Action item: Look through the data below. Pick out the lines holding the string "Where".

Data section:
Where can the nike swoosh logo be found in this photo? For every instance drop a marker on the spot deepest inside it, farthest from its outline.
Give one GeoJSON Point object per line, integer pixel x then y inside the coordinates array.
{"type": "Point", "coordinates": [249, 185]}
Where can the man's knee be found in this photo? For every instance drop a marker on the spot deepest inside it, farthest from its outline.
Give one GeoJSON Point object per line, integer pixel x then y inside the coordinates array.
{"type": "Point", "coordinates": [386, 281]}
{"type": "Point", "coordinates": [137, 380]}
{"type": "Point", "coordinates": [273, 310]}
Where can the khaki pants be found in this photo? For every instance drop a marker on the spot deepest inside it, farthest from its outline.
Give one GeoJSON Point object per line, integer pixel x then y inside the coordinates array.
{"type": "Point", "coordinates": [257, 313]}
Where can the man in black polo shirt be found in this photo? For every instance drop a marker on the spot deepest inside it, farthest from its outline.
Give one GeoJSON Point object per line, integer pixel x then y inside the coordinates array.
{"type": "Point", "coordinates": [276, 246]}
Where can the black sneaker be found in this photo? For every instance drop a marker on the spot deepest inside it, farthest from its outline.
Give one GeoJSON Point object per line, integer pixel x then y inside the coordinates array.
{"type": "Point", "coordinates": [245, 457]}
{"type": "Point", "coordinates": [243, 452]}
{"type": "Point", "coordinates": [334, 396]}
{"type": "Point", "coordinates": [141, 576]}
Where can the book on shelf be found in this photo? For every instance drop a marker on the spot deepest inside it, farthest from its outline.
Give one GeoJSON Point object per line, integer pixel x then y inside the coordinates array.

Result:
Where can the nike swoosh logo be found in this photo? For every instance drop a marker on the spot deepest inside it, farthest from its outline.
Where can the man's knee be found in this photo? For every instance drop a marker on the spot deepest inside it, farthest from its outline.
Where can the khaki pants be found in this photo? For every instance drop a marker on the spot deepest inside it, farthest from its outline.
Where can the man in black polo shirt be found in this photo? For every instance drop a marker on the spot deepest inside it, farthest from its outline.
Where can the black sneaker be found in this photo? For every instance drop a marker on the spot deepest inside it, farthest from its outline.
Where can the book on shelf be found in this photo? For every instance drop a marker on the spot deepest inside it, farthest from its outline.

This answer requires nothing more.